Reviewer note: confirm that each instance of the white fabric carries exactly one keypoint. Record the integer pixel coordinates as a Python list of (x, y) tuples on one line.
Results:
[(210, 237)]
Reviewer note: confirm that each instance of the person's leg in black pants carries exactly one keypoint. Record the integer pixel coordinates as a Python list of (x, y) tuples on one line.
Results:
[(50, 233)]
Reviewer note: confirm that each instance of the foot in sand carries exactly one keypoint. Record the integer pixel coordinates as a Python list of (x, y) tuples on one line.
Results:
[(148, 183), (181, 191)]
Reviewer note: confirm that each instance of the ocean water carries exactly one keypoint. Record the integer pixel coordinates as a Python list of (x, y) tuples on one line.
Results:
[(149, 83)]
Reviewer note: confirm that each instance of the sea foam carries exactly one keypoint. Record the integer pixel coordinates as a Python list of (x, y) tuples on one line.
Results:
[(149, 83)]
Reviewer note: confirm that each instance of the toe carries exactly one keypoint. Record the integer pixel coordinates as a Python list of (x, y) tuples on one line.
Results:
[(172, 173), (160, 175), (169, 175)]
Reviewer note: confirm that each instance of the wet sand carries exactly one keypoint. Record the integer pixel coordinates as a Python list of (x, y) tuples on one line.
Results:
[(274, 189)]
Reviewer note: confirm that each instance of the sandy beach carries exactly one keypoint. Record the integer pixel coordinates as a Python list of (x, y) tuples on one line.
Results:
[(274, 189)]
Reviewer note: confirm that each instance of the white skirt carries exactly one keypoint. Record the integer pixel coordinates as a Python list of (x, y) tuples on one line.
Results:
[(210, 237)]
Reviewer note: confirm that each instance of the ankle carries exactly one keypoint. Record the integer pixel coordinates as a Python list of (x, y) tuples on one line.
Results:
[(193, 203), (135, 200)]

* **What the task requires**:
Reprint the material from its start through the line holding "[(148, 183), (181, 191)]", inclusive, swapping "Reviewer note" for "Annotator note" and leaving everything else unchanged.

* **Final answer**:
Annotator note: confirm that each instance of the white fabric carries exactly one keypoint. Record the integer pixel coordinates as a Python list of (x, y) tuples on one line.
Results:
[(210, 237)]
Annotator note: confirm that each instance of the person's leg in black pants carries exactly one keypoint. Record the integer pixel coordinates as a Python list of (x, y) tuples on one line.
Results:
[(50, 233)]
Annotator note: confirm that each instance of the foot in sand carries exactly one keypoint. Record the integer pixel coordinates as a Python list of (x, y) tuples on one line.
Results:
[(148, 183), (181, 191)]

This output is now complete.